## TEXT PASSAGE
::::::::

A large proportion of patients can be treated in a non-operative fashion. Ideal candidates include those who: are neurologically intact,  have compression or burst fracture assessment on imaging studies, have integrity of the PLC and those patients with a sagittal deformity of <25 degrees. Once these patients are stabilized they should be fitted with a custom molded orthosis (thoracolumbar spinal orthosis, TLSO) or placed in a cast. Once fitted AP and lateral radiographs are obtained to ensure correct overall coronal and sagittal alignment.

Operative treatment

Depending on fracture subtype surgical interventions vary.

Operative Treatment choices include the following:

1) Vertebroplasty or kyphoplasty (percuntaneous cement stabilization procedures): in cases of compression fractures, and select burst fracture cases

2) External fixation: useful in reduction of retropulsed bony fragments in the days immediately following injury

3) Anterior decompression and fusion: allows for reconstruction of the anterior and middle columns. instrumentation may augment stability. A posterior approach may be needed if the PLC is compromised.

4) Posterior fusion: Surgery is indicated when the PLC has been injured. This technique may be combined with transpedicular/ lateral extracavitary approach to allow for additional anterior column support; To avoid high failure rates extension of the fusion should be two levels above and below the level of the injury.


Long term follow up studies are few and varied in the literature. However, instrumentation failure rate has been reported up to 15% in patients undergoing surgical treatment and after 5 years follow up. However this study showed that only 1/3 of patients required revision surgery.

Pseudarthrosis after instrumentation varies from 2-8% of cases with the highest occurrence at the thoracolumbar junction.

Two long term randomized, prospective trials compared the results of patients undergoing surgical versus non-surgical treatment for stable thoracolumbar burst fractures without neurologic involvement found no significant differences between the two groups. (1,2).  However unstable injuries are more likely to benefit from surgical intervention.

::::::::

## EXERCISE DETAILS
List every operative treatment choice named in the text on thoracolumbar fracture treatment. The material is separate from the text on thoracolumbar fracture treatment.

::::::::

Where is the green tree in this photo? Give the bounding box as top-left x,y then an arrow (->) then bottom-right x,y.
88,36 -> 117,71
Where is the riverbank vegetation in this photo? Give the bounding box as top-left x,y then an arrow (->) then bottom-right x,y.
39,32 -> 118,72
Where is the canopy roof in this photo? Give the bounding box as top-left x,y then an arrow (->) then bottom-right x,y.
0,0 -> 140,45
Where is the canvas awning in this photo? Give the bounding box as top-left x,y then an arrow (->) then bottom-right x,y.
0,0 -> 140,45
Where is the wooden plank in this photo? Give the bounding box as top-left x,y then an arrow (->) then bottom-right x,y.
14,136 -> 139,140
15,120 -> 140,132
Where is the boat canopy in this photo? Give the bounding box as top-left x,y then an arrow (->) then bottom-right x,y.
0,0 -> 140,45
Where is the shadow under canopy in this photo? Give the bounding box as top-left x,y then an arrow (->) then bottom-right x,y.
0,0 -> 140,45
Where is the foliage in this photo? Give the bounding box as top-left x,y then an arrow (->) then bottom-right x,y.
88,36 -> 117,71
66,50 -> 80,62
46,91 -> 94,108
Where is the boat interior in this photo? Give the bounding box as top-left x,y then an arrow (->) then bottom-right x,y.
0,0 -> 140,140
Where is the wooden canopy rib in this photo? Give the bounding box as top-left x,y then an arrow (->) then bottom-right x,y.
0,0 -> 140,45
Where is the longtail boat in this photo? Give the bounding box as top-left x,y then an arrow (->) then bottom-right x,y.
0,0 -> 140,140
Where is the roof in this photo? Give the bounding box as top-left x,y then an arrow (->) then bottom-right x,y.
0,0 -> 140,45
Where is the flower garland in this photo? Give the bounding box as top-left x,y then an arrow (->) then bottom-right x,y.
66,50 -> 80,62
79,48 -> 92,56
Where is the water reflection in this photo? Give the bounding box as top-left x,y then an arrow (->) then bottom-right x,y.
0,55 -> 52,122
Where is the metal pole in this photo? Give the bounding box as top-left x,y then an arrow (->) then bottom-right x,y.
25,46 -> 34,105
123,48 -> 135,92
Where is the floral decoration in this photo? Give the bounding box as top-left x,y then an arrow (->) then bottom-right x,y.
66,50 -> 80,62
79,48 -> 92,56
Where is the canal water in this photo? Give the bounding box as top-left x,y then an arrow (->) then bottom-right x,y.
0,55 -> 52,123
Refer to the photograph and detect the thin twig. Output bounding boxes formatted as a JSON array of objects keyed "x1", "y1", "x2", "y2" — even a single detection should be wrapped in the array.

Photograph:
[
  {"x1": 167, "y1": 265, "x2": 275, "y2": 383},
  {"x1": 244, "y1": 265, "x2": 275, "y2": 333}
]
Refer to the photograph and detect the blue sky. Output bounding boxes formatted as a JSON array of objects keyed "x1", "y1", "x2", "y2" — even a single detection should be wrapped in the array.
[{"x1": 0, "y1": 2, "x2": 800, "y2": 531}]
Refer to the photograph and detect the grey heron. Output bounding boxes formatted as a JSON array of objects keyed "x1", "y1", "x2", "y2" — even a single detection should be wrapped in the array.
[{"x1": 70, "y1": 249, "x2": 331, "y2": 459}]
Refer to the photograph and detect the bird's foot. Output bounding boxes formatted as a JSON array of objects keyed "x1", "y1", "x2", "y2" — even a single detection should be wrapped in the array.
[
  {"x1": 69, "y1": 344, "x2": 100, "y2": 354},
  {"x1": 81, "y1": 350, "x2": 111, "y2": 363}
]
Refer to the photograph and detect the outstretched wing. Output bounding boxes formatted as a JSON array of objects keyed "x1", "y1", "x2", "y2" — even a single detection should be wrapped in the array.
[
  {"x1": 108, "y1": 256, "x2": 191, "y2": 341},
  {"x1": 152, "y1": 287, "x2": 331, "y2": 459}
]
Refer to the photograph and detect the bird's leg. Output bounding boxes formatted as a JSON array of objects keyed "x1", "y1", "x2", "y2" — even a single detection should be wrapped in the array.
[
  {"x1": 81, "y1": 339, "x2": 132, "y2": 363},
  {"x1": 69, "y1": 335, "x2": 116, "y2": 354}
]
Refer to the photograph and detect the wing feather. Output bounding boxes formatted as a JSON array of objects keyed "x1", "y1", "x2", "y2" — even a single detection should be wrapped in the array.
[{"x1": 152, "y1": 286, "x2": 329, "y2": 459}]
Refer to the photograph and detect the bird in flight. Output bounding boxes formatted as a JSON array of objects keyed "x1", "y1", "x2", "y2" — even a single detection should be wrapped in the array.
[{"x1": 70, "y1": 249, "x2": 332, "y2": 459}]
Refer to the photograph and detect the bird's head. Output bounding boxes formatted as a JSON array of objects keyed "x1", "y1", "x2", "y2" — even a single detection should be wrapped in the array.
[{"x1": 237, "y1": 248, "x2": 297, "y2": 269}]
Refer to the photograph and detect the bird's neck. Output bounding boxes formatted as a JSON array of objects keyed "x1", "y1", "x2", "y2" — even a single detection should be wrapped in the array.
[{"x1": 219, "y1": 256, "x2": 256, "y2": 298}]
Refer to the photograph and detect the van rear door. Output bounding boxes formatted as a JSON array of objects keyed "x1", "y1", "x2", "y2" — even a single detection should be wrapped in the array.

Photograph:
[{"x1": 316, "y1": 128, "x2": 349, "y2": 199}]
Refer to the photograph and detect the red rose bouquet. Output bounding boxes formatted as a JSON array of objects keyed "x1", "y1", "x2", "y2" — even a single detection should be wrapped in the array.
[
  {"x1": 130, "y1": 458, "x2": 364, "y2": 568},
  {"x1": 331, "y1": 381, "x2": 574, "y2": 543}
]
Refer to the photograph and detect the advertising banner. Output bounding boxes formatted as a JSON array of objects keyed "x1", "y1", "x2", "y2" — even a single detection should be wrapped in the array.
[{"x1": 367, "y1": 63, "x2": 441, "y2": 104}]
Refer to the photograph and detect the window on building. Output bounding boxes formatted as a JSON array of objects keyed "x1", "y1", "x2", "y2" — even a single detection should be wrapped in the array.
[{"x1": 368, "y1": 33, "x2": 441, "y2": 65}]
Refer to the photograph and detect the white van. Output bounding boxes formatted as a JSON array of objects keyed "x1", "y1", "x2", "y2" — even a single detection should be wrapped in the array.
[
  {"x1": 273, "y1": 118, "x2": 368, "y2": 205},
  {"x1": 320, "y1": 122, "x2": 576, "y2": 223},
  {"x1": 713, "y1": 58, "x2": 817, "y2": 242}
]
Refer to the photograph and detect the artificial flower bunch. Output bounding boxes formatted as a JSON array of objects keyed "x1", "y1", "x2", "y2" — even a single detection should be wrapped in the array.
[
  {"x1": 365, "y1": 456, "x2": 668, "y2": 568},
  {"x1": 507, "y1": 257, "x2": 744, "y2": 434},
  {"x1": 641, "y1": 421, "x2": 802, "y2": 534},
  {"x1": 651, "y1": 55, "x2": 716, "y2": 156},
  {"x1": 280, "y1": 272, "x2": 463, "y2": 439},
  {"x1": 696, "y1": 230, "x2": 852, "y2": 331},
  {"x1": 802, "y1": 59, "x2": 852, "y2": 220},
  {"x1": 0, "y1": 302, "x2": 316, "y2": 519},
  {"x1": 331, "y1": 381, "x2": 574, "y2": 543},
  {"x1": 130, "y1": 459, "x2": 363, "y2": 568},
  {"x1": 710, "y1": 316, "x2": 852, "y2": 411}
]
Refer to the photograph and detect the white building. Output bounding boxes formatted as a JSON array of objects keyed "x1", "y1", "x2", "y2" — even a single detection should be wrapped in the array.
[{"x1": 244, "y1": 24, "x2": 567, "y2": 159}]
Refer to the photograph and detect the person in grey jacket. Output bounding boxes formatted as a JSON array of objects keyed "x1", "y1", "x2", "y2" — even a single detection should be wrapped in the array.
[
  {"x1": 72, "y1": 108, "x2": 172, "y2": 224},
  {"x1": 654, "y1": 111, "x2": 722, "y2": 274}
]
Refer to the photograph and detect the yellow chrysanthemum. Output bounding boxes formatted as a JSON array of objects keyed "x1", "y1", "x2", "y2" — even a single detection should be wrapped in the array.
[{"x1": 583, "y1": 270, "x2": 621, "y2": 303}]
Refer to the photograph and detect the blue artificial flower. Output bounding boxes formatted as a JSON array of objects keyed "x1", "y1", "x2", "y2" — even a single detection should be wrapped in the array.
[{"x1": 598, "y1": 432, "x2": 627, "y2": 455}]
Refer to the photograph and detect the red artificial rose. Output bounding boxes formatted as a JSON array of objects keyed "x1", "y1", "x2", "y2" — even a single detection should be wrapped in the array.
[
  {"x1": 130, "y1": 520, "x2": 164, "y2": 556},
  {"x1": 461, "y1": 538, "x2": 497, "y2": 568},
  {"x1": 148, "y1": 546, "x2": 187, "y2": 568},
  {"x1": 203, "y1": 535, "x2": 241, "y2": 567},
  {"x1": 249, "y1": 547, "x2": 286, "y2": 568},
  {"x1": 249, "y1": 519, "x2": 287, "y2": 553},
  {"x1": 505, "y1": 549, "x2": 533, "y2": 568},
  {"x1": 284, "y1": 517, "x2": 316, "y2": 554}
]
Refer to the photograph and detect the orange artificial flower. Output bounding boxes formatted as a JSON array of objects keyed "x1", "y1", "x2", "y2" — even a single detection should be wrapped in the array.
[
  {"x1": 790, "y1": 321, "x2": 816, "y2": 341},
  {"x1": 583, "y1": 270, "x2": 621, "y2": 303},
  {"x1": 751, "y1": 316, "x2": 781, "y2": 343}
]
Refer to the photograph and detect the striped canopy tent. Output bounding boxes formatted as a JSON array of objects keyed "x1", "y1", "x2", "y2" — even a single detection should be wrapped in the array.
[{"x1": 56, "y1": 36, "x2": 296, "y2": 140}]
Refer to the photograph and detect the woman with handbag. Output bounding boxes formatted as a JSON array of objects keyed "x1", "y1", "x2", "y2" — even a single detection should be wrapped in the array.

::::::::

## FINISHED TASK
- Vertebroplasty or kyphoplasty
- External fixation
- Anterior decompression and fusion
- Posterior fusion